┌──

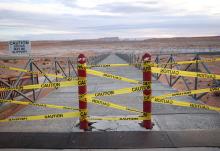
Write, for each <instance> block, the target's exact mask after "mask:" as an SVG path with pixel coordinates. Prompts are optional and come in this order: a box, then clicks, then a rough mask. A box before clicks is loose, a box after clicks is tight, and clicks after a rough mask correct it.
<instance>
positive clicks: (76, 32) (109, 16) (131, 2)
mask: <svg viewBox="0 0 220 151" xmlns="http://www.w3.org/2000/svg"><path fill="white" fill-rule="evenodd" d="M213 35H220V0H0V40H12V39H14V40H15V39H30V40H48V39H51V40H58V39H63V40H67V39H89V38H98V37H113V36H119V37H121V38H141V37H146V38H148V37H176V36H178V37H180V36H187V37H188V36H213Z"/></svg>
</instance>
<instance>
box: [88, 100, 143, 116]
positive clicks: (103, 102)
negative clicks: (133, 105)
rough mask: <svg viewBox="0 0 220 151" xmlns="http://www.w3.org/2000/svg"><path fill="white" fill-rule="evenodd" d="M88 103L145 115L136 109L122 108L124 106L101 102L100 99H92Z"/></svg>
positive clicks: (102, 100)
mask: <svg viewBox="0 0 220 151" xmlns="http://www.w3.org/2000/svg"><path fill="white" fill-rule="evenodd" d="M88 102H90V103H94V104H98V105H102V106H105V107H110V108H114V109H118V110H123V111H129V112H135V113H143V112H142V111H139V110H137V109H134V108H128V107H126V106H122V105H119V104H115V103H111V102H107V101H103V100H100V99H95V98H92V99H88Z"/></svg>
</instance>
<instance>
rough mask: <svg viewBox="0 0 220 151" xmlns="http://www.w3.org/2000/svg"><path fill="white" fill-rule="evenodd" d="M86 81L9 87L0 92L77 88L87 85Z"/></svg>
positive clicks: (81, 80)
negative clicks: (54, 88) (17, 90)
mask: <svg viewBox="0 0 220 151" xmlns="http://www.w3.org/2000/svg"><path fill="white" fill-rule="evenodd" d="M85 82H86V81H85V80H75V81H64V82H52V83H43V84H33V85H25V86H21V87H15V88H11V87H7V88H0V91H13V90H18V91H21V90H30V89H41V88H59V87H69V86H77V85H85Z"/></svg>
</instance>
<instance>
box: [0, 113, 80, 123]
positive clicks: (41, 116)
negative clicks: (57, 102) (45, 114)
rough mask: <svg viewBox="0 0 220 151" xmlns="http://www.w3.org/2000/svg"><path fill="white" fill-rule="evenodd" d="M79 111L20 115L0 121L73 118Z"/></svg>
mask: <svg viewBox="0 0 220 151" xmlns="http://www.w3.org/2000/svg"><path fill="white" fill-rule="evenodd" d="M79 114H80V113H79V112H68V113H58V114H47V115H36V116H22V117H14V118H7V119H4V120H0V122H13V121H34V120H47V119H61V118H75V117H79Z"/></svg>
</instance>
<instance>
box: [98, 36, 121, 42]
mask: <svg viewBox="0 0 220 151" xmlns="http://www.w3.org/2000/svg"><path fill="white" fill-rule="evenodd" d="M97 40H98V41H120V39H119V37H103V38H99V39H97Z"/></svg>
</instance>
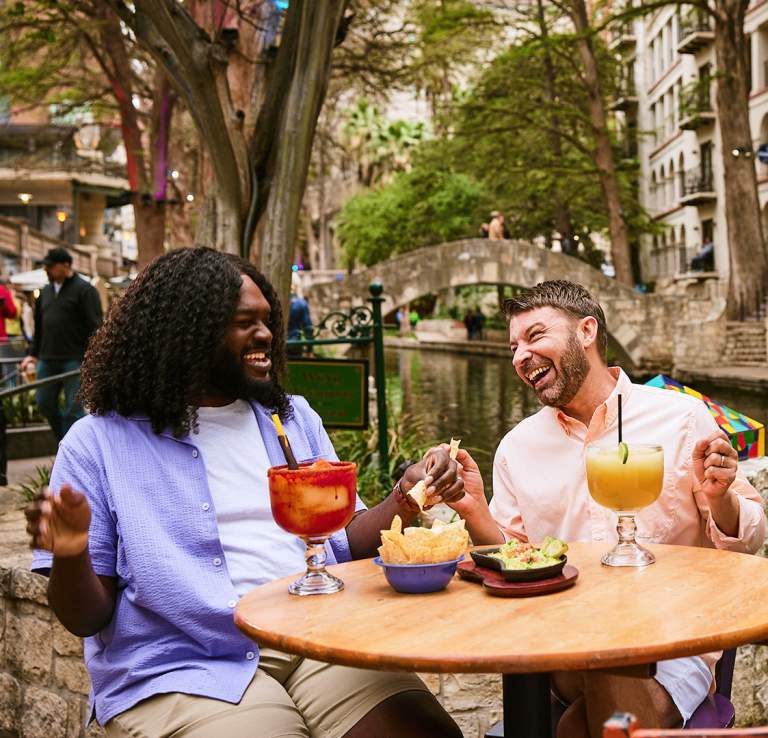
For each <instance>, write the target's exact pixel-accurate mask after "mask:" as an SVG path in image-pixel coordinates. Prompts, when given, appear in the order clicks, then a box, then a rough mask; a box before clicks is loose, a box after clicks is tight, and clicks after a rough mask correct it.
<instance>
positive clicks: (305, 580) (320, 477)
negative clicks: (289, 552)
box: [267, 461, 357, 595]
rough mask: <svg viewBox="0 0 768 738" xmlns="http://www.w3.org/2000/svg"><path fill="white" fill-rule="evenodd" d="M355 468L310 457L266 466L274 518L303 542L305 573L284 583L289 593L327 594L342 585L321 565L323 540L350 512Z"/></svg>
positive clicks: (274, 518) (269, 491) (323, 561)
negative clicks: (297, 465)
mask: <svg viewBox="0 0 768 738" xmlns="http://www.w3.org/2000/svg"><path fill="white" fill-rule="evenodd" d="M355 470H356V465H355V464H354V463H353V462H351V461H315V462H314V463H312V464H299V468H298V469H289V468H288V467H287V466H273V467H272V468H271V469H269V471H268V472H267V478H268V479H269V500H270V503H271V505H272V516H273V517H274V519H275V522H276V523H277V524H278V525H279V526H280V527H281V528H282V529H283V530H286V531H288V532H289V533H293V534H294V535H297V536H299V537H300V538H302V539H303V541H304V543H305V544H306V545H307V573H306V574H304V576H303V577H301V578H300V579H297V580H296V581H295V582H293V584H291V585H290V586H289V587H288V591H289V592H290V593H291V594H295V595H310V594H331V593H333V592H338V591H339V590H341V589H343V588H344V582H342V581H341V579H339V578H338V577H335V576H333V575H332V574H329V573H328V572H327V571H326V569H325V560H326V553H325V542H326V541H327V540H328V537H329V536H330V535H331V534H332V533H335V532H336V531H339V530H341V529H342V528H345V527H346V526H347V524H348V523H349V521H350V520H352V517H353V515H354V514H355V499H356V492H357V478H356V474H355Z"/></svg>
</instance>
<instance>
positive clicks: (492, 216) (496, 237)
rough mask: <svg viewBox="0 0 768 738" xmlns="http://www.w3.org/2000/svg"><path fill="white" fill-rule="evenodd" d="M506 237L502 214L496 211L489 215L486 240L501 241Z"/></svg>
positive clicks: (494, 211) (499, 212) (506, 236)
mask: <svg viewBox="0 0 768 738" xmlns="http://www.w3.org/2000/svg"><path fill="white" fill-rule="evenodd" d="M506 237H507V234H506V232H505V228H504V214H503V213H500V212H499V211H498V210H494V211H493V212H492V213H491V222H490V223H489V224H488V240H489V241H503V240H504V239H505V238H506Z"/></svg>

└──

▶ **Required work**
From the first line to the last, reproduce the records above exactly and skip the pictures.

▶ **Result**
Write, for each <instance> block, the target's exact mask after "mask:" as an SVG path with pixel coordinates. Prompts are optional and come in this order: a box, then clicks, then a rough mask. A box before clicks is loose, a box after clicks is tight, and clicks after a rough mask correct it.
<instance>
positive clicks: (76, 32) (109, 16) (131, 2)
mask: <svg viewBox="0 0 220 151" xmlns="http://www.w3.org/2000/svg"><path fill="white" fill-rule="evenodd" d="M213 35H220V0H0V40H12V39H14V40H15V39H30V40H48V39H51V40H58V39H63V40H67V39H89V38H98V37H113V36H119V37H121V38H141V37H146V38H148V37H176V36H178V37H180V36H187V37H188V36H213Z"/></svg>
</instance>
<instance>
box: [88, 100, 143, 116]
positive clicks: (103, 102)
negative clicks: (133, 105)
rough mask: <svg viewBox="0 0 220 151" xmlns="http://www.w3.org/2000/svg"><path fill="white" fill-rule="evenodd" d="M88 103L145 115L136 109L122 108L124 106L101 102L100 99H92Z"/></svg>
positive clicks: (102, 100)
mask: <svg viewBox="0 0 220 151" xmlns="http://www.w3.org/2000/svg"><path fill="white" fill-rule="evenodd" d="M88 102H90V103H94V104H98V105H102V106H105V107H110V108H114V109H118V110H123V111H129V112H135V113H143V112H142V111H139V110H137V109H134V108H128V107H126V106H122V105H119V104H115V103H111V102H107V101H103V100H100V99H95V98H92V99H88Z"/></svg>
</instance>
<instance>
rough mask: <svg viewBox="0 0 220 151" xmlns="http://www.w3.org/2000/svg"><path fill="white" fill-rule="evenodd" d="M86 81L9 87L0 92L77 88L87 85Z"/></svg>
positive clicks: (81, 80)
negative clicks: (54, 88) (17, 90)
mask: <svg viewBox="0 0 220 151" xmlns="http://www.w3.org/2000/svg"><path fill="white" fill-rule="evenodd" d="M85 82H86V81H85V80H75V81H64V82H52V83H43V84H33V85H25V86H21V87H15V88H11V87H7V88H0V91H13V90H18V91H21V90H30V89H41V88H59V87H69V86H77V85H85Z"/></svg>
</instance>
<instance>
box: [0, 113, 80, 123]
positive clicks: (41, 116)
negative clicks: (57, 102) (45, 114)
rough mask: <svg viewBox="0 0 220 151" xmlns="http://www.w3.org/2000/svg"><path fill="white" fill-rule="evenodd" d="M79 111L20 115L0 121L73 118Z"/></svg>
mask: <svg viewBox="0 0 220 151" xmlns="http://www.w3.org/2000/svg"><path fill="white" fill-rule="evenodd" d="M79 114H80V113H79V112H68V113H58V114H47V115H36V116H22V117H14V118H7V119H4V120H0V122H13V121H34V120H47V119H61V118H75V117H79Z"/></svg>
</instance>
<instance>
box: [98, 36, 121, 42]
mask: <svg viewBox="0 0 220 151" xmlns="http://www.w3.org/2000/svg"><path fill="white" fill-rule="evenodd" d="M97 40H98V41H120V39H119V37H103V38H99V39H97Z"/></svg>
</instance>
For each <instance>, write the target's exact pixel-accurate mask after "mask:" as an SVG path in image-pixel coordinates. Prompts, when given, appear in the order clicks, then a box, then a rough mask; a box before clicks is loose, a box after clicks is tight, and clicks after a rough mask correct it.
<instance>
positive clicks: (305, 580) (320, 477)
negative clicks: (289, 552)
box: [267, 461, 357, 595]
rough mask: <svg viewBox="0 0 768 738" xmlns="http://www.w3.org/2000/svg"><path fill="white" fill-rule="evenodd" d="M355 468L310 457L266 466L274 518L303 542L305 573L284 583L289 593L327 594L342 585L321 565L323 540L350 512Z"/></svg>
positive clicks: (274, 518) (269, 491) (323, 561)
negative clicks: (297, 465)
mask: <svg viewBox="0 0 768 738" xmlns="http://www.w3.org/2000/svg"><path fill="white" fill-rule="evenodd" d="M355 470H356V465H355V464H354V463H353V462H351V461H315V462H314V463H312V464H299V468H298V469H289V468H288V467H287V466H273V467H272V468H271V469H269V471H268V472H267V478H268V479H269V500H270V503H271V505H272V516H273V517H274V519H275V522H276V523H277V524H278V525H279V526H280V527H281V528H282V529H283V530H286V531H288V532H289V533H293V534H294V535H297V536H299V537H300V538H302V539H303V541H304V543H305V544H306V545H307V573H306V574H304V576H303V577H301V578H300V579H297V580H296V581H295V582H293V584H291V585H290V586H289V587H288V591H289V592H290V593H291V594H295V595H310V594H331V593H333V592H338V591H339V590H341V589H343V588H344V582H342V581H341V579H339V578H338V577H335V576H333V575H332V574H329V573H328V572H327V571H326V569H325V560H326V553H325V542H326V541H327V540H328V537H329V536H330V535H331V534H332V533H335V532H336V531H339V530H341V529H342V528H345V527H346V526H347V524H348V523H349V521H350V520H352V517H353V515H354V514H355V499H356V492H357V478H356V474H355Z"/></svg>
</instance>
<instance>
positive clicks: (492, 216) (496, 237)
rough mask: <svg viewBox="0 0 768 738" xmlns="http://www.w3.org/2000/svg"><path fill="white" fill-rule="evenodd" d="M506 237L502 214L496 211L489 215L486 240L501 241Z"/></svg>
positive clicks: (494, 211) (499, 212) (506, 236)
mask: <svg viewBox="0 0 768 738" xmlns="http://www.w3.org/2000/svg"><path fill="white" fill-rule="evenodd" d="M506 237H507V234H506V232H505V228H504V214H503V213H500V212H499V211H498V210H494V211H493V212H492V213H491V222H490V223H489V224H488V240H489V241H503V240H504V239H505V238H506Z"/></svg>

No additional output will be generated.